Source records:
begin

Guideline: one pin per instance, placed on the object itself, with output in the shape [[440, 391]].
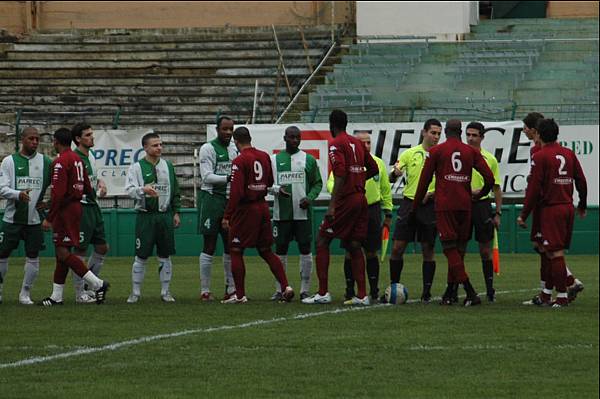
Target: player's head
[[432, 130], [82, 135], [365, 137], [292, 138], [152, 145], [224, 129], [548, 130], [241, 137], [338, 120], [453, 128], [30, 139], [530, 123], [475, 132]]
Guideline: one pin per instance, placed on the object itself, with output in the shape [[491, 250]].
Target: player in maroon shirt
[[453, 163], [347, 215], [247, 215], [554, 169], [69, 182]]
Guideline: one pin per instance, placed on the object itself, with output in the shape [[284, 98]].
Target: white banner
[[503, 139]]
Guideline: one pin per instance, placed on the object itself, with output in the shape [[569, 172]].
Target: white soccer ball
[[396, 294]]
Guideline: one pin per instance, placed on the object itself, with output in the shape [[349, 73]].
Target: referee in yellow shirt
[[379, 197]]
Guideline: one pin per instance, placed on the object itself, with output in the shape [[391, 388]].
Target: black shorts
[[423, 231], [482, 217]]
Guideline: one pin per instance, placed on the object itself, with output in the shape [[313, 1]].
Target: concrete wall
[[445, 20], [165, 14]]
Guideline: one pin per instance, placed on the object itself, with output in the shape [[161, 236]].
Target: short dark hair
[[338, 119], [547, 129], [478, 126], [532, 119], [63, 136], [431, 122], [78, 129], [242, 135], [453, 127], [149, 136]]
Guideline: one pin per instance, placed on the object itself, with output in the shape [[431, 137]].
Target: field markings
[[260, 322]]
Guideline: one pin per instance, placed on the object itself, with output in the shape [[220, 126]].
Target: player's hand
[[150, 191], [304, 203], [46, 225], [24, 195]]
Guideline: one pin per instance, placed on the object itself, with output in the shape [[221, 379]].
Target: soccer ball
[[396, 294]]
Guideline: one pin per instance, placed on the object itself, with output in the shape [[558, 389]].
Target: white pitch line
[[143, 340]]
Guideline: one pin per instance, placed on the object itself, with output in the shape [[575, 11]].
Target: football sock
[[396, 266], [488, 274], [305, 272], [31, 271], [205, 267], [283, 260], [276, 267], [165, 272], [348, 276], [96, 262], [239, 273], [229, 282], [138, 270], [323, 268], [428, 274], [373, 275]]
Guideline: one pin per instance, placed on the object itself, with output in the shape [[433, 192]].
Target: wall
[[445, 20], [165, 14]]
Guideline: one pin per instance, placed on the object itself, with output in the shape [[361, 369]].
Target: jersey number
[[562, 161], [456, 164], [258, 170]]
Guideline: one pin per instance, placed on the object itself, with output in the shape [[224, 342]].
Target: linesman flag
[[496, 254]]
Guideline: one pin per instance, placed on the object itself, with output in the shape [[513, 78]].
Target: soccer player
[[298, 180], [69, 183], [379, 197], [347, 214], [554, 169], [575, 286], [453, 163], [215, 171], [410, 163], [24, 178], [247, 215], [484, 219], [152, 183], [92, 225]]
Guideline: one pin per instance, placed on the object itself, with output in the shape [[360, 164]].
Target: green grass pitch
[[264, 349]]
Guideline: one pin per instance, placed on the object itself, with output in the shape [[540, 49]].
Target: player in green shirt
[[297, 184], [92, 225], [379, 197], [483, 218], [24, 178], [410, 164]]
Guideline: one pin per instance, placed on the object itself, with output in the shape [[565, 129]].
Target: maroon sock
[[238, 269], [60, 272], [322, 268], [74, 263], [358, 271], [276, 267], [559, 274]]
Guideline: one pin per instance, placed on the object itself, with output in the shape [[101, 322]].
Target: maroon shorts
[[65, 226], [250, 226], [350, 221], [556, 224], [453, 225]]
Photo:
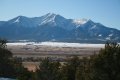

end

Written problem: Repeat the records word for word, beginning at the first line and stopping after the line that contains "123], [475, 132]]". Leave the pictures out of your answer.

Final result:
Guideline: one pin per instance, placed on the object itself, with output in the shape [[440, 391]].
Target: player's head
[[432, 130], [82, 135], [365, 137], [292, 138], [152, 145], [224, 129], [548, 130], [241, 137], [338, 120], [453, 128], [30, 139], [530, 123], [475, 132]]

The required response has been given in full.